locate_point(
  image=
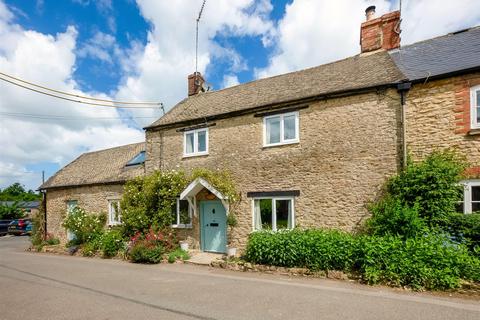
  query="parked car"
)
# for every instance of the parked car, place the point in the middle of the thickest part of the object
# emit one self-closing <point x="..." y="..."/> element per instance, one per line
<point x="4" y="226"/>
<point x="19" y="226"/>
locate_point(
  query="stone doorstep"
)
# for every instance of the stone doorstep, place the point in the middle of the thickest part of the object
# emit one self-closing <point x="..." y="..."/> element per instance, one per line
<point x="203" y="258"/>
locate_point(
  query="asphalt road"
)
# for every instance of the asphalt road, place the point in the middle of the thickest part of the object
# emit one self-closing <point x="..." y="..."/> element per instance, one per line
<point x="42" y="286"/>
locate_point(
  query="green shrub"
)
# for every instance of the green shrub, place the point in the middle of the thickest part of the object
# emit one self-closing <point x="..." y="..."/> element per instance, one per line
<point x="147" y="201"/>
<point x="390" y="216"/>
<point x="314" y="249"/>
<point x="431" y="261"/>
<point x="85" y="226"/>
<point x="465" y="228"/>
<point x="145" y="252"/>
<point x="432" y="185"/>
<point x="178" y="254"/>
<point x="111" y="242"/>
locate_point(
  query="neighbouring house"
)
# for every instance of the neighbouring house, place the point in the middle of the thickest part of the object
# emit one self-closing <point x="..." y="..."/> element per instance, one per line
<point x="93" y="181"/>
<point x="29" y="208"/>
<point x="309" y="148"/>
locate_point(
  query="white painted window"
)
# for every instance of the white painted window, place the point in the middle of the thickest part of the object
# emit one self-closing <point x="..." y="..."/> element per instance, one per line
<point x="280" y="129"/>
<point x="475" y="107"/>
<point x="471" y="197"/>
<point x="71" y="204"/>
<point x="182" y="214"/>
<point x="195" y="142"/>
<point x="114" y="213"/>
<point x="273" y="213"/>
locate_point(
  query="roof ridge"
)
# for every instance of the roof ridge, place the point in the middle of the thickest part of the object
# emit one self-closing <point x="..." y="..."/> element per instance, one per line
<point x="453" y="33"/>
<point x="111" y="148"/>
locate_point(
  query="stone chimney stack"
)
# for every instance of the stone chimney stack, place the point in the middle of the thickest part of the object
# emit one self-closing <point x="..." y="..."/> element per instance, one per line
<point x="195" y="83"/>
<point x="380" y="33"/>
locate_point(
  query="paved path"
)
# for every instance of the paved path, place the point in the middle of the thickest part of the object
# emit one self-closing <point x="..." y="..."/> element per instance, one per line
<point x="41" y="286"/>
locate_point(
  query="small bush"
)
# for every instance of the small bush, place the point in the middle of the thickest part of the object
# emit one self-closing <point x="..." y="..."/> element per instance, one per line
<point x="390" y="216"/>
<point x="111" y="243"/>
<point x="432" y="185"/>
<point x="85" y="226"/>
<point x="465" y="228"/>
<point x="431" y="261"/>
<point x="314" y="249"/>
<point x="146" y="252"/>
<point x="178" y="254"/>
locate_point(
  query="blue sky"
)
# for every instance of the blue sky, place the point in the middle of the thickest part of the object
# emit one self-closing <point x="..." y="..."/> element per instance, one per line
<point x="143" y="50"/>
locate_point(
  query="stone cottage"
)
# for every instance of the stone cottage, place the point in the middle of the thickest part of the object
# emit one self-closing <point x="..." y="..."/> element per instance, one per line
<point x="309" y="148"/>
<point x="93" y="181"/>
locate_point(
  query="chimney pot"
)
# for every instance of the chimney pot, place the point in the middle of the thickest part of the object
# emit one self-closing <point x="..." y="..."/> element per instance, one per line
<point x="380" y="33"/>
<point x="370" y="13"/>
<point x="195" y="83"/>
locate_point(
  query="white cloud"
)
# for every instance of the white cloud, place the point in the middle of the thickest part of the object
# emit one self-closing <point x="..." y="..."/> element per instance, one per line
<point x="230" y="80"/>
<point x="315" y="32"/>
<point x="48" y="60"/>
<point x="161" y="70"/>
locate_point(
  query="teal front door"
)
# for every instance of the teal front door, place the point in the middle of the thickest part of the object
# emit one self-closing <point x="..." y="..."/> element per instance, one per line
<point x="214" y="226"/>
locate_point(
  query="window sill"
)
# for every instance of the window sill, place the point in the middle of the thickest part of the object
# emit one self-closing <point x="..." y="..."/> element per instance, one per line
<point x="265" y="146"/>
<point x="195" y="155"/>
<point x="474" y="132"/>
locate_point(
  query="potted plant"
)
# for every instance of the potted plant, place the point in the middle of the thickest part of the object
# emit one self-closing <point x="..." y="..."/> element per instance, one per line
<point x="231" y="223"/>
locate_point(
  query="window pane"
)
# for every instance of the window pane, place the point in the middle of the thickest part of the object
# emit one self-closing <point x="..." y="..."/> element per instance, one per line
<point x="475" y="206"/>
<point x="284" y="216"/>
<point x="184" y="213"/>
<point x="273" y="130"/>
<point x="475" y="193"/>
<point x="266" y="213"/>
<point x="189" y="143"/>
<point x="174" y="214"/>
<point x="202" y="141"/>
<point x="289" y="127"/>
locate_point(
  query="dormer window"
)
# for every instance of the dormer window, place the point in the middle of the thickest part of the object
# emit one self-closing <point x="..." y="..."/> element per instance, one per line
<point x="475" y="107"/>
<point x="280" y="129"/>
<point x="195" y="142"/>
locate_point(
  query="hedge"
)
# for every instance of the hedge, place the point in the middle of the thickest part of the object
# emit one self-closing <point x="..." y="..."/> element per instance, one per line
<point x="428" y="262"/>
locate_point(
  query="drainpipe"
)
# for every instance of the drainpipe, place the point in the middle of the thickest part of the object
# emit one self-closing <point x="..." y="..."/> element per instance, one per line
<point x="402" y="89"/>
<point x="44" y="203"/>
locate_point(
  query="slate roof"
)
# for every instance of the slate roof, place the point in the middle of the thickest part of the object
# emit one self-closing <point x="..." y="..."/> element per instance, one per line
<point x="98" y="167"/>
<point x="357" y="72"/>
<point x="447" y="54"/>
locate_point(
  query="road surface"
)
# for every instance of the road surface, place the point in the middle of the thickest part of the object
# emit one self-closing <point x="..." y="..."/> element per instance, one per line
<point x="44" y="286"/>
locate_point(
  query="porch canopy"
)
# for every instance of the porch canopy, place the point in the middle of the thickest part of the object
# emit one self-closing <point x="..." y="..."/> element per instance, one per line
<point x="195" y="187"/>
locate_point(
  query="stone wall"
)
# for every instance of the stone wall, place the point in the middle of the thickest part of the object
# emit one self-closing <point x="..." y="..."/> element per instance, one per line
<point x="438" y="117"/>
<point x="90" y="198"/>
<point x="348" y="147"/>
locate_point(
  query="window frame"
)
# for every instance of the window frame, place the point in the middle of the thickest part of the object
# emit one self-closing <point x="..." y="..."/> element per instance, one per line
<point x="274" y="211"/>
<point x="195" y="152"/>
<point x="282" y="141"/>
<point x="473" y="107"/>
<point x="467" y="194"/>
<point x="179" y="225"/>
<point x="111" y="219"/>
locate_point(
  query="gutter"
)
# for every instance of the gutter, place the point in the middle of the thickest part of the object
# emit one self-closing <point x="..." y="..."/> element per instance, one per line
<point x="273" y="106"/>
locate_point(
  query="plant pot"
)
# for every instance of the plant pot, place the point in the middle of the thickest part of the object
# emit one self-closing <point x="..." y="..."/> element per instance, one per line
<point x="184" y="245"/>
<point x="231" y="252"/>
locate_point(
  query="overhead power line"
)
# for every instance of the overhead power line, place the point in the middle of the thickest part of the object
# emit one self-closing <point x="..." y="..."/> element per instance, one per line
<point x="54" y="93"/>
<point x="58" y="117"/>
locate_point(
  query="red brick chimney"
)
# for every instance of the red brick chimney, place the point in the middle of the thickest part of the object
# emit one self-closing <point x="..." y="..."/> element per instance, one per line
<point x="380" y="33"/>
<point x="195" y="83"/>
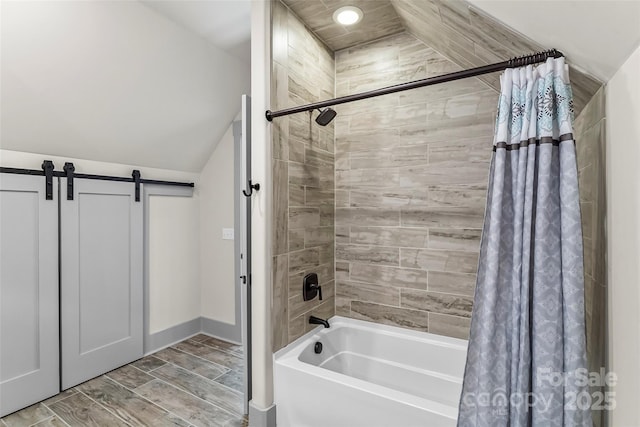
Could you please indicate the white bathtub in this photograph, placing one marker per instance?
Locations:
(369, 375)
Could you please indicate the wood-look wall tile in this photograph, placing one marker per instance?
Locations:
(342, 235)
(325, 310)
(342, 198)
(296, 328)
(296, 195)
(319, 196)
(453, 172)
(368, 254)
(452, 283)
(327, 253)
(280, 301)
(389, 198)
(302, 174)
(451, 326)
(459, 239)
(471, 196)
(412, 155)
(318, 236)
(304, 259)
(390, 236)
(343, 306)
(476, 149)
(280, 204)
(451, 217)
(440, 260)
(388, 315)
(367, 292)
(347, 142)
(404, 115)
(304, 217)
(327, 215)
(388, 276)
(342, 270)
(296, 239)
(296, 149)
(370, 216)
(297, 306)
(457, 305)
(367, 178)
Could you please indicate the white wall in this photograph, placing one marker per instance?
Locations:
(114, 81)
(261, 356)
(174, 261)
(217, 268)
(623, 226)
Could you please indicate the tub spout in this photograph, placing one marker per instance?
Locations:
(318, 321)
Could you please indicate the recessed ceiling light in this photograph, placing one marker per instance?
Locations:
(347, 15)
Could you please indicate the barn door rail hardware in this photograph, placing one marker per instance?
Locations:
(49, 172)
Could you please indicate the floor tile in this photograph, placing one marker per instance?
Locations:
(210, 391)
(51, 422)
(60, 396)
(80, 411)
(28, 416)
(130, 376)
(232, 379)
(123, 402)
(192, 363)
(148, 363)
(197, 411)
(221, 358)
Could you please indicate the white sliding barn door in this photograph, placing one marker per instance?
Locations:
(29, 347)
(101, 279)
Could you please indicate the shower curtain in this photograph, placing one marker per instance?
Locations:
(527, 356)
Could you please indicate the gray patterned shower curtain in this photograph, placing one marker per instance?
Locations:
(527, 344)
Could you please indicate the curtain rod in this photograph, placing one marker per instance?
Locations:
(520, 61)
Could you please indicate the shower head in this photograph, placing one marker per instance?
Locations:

→ **REQUIRED ACTION**
Your answer must be one number: the count of lines in the entries that contain the string "front".

→ **PROBLEM SOLUTION**
2